:: Texte

Santé mentale des pharmaciens : maintenant on fait quoi?

Jean-Philippe Adam, B.Pharm., M.Sc., BCPS, BCOP1,2, Marie-Claude Langevin, B.Pharm., M.Sc., EMBA3

1Pharmacien, chef adjoint aux soins pharmaceutiques, Centre hospitalier universitaire de Montréal, Montréal (Québec) Canada;
2Chercheur, Centre de recherche du Centre hospitalier universitaire de Montréal, Montréal (Québec) Canada;
3Pharmacienne, chef adjointe aux soins pharmaceutiques, Centre hospitalier universitaire de Montréal, Montréal (Québec) Canada

Reçu le 7 juin 2022: Accepté après révision le 21 juin 2022

Le contexte covidien a accentué les enjeux de santé mentale parmi les professionnels de la santé. Plusieurs études, dont celle du présent numéro de Pharmactuel, rapportent une dégradation de la santé mentale des pharmaciens en établissement de santé depuis le début de la pandémie1,2. Parmi les facteurs nuisant à la santé mentale, on note la charge de travail augmentée, la pénurie de main-d’œuvre, le manque d’équilibre travail-vie personnelle et/ou l’absence de soutien des collègues ou de la direction. Ce phénomène global touche tous les travailleurs de la santé.

Devant ce constat, maintenant on fait quoi? Comment lutter contre les problèmes de santé mentale? Les solutions présentées par Vaillancourt et Marceau, soit la bonification de l’offre du programme d’aide aux employés (PAE), une meilleure reconnaissance du travail du pharmacien par le ministère de la Santé et des Services sociaux (MSSS) et le renversement de la pénurie de pharmaciens en établissement de santé, font en partie fausse route. Ces enjeux profonds se résoudront dans un horizon à long terme auquel la profession a peu ou pas d’influence. Par ailleurs, la responsabilité de la santé mentale des pharmaciens ne devrait pas incomber uniquement au MSSS.

Le bonheur au travail constitue un des remèdes à l’amélioration de la santé mentale des employés. Plusieurs études en ont montré l’efficacité : les personnes plus heureuses reçoivent des critiques plus positives, sont plus productives, plus créatives, gagnent des revenus plus élevés et sont moins susceptibles de s’épuiser au travail ou de s’absenter3. Les pharmaciens, individuellement, et leurs gestionnaires ont un rôle à jouer dans l’atteinte de cet idéal.

::::

Questions
**A)** Pouvez-vous résumer sous forme de liste le paragraphe du texte qui commence par « Le contexte covidien a accentué », en conservant ses faits principaux ?
**B)** Pouvez-vous prolonger le texte sur la santé mentale des pharmaciens à partir de l'endroit où il s'arrête ?

:: Données fournies

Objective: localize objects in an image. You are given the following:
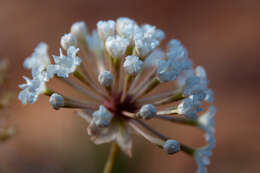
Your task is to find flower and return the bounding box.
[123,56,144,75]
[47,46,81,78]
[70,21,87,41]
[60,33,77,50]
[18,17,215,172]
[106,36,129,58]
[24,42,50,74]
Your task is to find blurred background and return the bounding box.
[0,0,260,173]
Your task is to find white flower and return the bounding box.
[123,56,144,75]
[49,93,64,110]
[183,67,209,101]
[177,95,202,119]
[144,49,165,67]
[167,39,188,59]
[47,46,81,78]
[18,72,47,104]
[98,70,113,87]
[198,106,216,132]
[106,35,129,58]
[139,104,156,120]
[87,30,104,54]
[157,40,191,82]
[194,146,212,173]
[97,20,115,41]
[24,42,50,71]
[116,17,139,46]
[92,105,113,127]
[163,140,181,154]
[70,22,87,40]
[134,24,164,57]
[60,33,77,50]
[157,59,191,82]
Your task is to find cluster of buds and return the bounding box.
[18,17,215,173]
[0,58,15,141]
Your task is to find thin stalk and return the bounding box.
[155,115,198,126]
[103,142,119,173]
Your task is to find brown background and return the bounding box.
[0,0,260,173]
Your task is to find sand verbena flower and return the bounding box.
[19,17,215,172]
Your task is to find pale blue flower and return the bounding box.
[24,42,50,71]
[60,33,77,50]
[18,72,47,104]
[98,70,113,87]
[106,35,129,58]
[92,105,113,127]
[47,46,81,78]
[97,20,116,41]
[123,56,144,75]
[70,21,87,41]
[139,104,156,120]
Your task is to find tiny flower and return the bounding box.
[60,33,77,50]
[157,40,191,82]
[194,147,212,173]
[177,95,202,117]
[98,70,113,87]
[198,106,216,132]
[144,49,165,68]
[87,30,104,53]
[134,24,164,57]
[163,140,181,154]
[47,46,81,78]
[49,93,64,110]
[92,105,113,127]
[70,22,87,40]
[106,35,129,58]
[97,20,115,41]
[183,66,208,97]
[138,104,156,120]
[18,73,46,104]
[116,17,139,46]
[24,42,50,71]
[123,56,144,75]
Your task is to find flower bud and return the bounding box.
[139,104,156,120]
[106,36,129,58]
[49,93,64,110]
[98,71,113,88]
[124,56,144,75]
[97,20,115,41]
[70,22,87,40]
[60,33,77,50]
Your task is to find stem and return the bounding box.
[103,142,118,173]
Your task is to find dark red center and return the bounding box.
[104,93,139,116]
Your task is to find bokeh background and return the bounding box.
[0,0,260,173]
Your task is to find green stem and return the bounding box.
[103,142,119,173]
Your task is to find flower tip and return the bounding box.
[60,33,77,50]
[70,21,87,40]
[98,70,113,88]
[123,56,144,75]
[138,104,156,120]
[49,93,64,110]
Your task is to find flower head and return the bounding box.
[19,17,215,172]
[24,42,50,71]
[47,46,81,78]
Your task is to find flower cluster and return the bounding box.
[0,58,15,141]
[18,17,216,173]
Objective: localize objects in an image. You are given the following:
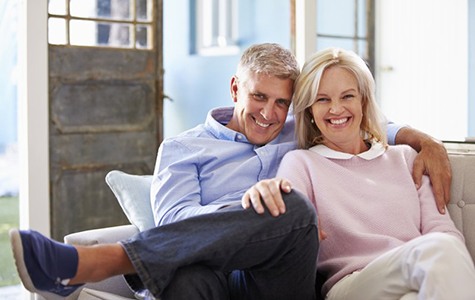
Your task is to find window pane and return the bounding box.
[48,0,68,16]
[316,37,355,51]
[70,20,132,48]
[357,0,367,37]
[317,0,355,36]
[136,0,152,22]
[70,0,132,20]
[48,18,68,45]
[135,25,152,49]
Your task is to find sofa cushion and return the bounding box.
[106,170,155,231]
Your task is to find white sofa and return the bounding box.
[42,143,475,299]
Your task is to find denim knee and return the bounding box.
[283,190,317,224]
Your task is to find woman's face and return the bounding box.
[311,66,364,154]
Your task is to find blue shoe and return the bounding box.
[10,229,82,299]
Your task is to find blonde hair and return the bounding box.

::::

Résultats de l'exercice
**A)**
- Le contexte de la COVID a accentué les enjeux de santé mentale chez les professionnels de la santé.
- Plusieurs études, dont une parue dans ce numéro de Pharmactuel, signalent une dégradation de la santé mentale des pharmaciens en établissement de santé depuis le début de la pandémie.
- Facteurs en cause : charge de travail accrue, pénurie de main-d'œuvre, manque d'équilibre travail-vie personnelle et/ou absence de soutien des collègues ou de la direction.
- Ce phénomène global touche tous les travailleurs de la santé.

**B)**
Le bonheur est à la portée de tous et devrait être cultivé localement à condition d’y prendre le temps. Comme pharmacien, quelles sont les motivations qui vous poussent à venir travailler? Comme gestionnaire, connaissez-vous les motivations qui incitent vos collègues à venir travailler dans votre département? Les principales raisons précisées dans les études sont la quête de sens, l’autonomie, la collaboration, la gestion de carrière, la reconnaissance et l’importance accordée au bien-être des employés4,5. Ces concepts, loin d’être illusoires, sont tous des ingrédients indispensables au bonheur au travail.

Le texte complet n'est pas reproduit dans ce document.